Problem statement: Only the lines from the start of the entries through the line with "# drop a point on every instance of the cow's belly;" should be returned, each exactly as it stands, and no pictures.

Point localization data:
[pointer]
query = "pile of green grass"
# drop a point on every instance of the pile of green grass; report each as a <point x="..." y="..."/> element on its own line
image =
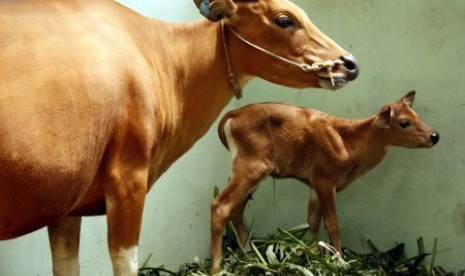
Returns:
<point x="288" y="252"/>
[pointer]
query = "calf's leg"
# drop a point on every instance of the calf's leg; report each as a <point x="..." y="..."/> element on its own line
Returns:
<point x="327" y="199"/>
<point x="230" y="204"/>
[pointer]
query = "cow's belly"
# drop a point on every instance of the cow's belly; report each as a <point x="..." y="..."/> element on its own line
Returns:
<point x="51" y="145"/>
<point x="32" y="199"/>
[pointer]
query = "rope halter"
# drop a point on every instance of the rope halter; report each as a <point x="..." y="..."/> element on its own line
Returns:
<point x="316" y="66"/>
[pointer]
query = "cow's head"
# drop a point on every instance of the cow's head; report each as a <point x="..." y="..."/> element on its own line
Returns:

Problem solution:
[pointer]
query = "pile of green grass"
# drop a point on every instance of the pile of green grass; report each as a <point x="..." y="..."/> element on its own line
image =
Returns:
<point x="288" y="252"/>
[pointer]
query = "calf's leg"
# drop a point on every instance of the calf's leg; report each as a <point x="..." y="..."/> element on its own line
Returns:
<point x="327" y="199"/>
<point x="230" y="204"/>
[pointer]
query = "cow's belly"
# drop a point on every instance of the cow's belly; report each as a <point x="..." y="..."/> element on its own line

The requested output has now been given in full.